Objectives:
A – In the Apache Polaris guide below, rewrite the paragraph beginning "The GitHub project used in this walkthrough" as a short bulleted list that keeps its main facts.
B – In the Apache Polaris guide below, which tool acts as the compute engine for querying Iceberg tables?
C – Print the part of the Apache Polaris guide below that opens with the words containing "Apache Polaris brings" and closes with "features in action.".

Document extract:
------------------------------------------------------------

Try Apache Polaris (incubating) on Your Laptop with Minio

Apache Polaris brings open, standards-based governance to the modern data lakehouse. It provides a central catalog that defines how Iceberg tables are organized, accessed, and secured across engines and clouds. For anyone who wants to understand how Polaris works, running it locally is the fastest way to see its features in action.

This guide walks you through deploying Polaris on your laptop using Docker. It uses MinIO as an S3-compatible object store and Apache Spark as the compute engine for querying Iceberg tables. The setup mirrors a real lakehouse environment but runs entirely on your machine.

The GitHub project used in this walkthrough includes everything you need: a Docker Compose file to spin up all components, and a Python bootstrap script that initializes catalogs, creates principals, and prints ready-to-use Spark configurations. In about ten minutes, you’ll have a working lakehouse where you can create Iceberg tables, store data in MinIO, and manage it all through Polaris.

------------------------------------------------------------

Provided material:
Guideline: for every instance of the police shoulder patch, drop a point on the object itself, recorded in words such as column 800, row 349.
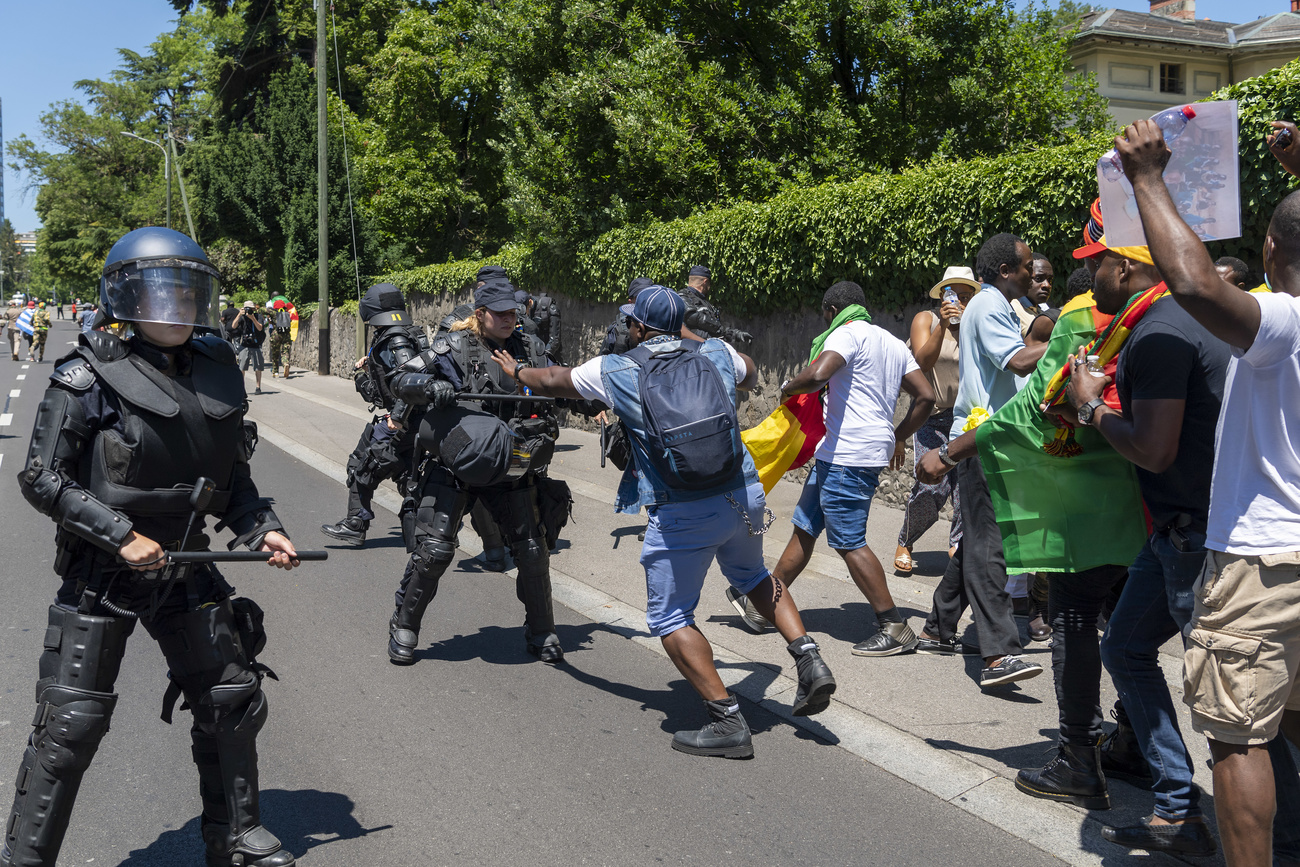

------------------------------------------------------------

The answers:
A –
- The walkthrough's GitHub project contains everything needed.
- A Docker Compose file starts all the components.
- A Python bootstrap script initializes catalogs, creates principals, and prints ready-to-use Spark configurations.
- In about ten minutes, you get a working lakehouse where you can create Iceberg tables, store data in MinIO, and manage everything through Polaris.

B – Apache Spark.

C –
Apache Polaris brings open, standards-based governance to the modern data lakehouse. It provides a central catalog that defines how Iceberg tables are organized, accessed, and secured across engines and clouds. For anyone who wants to understand how Polaris works, running it locally is the fastest way to see its features in action.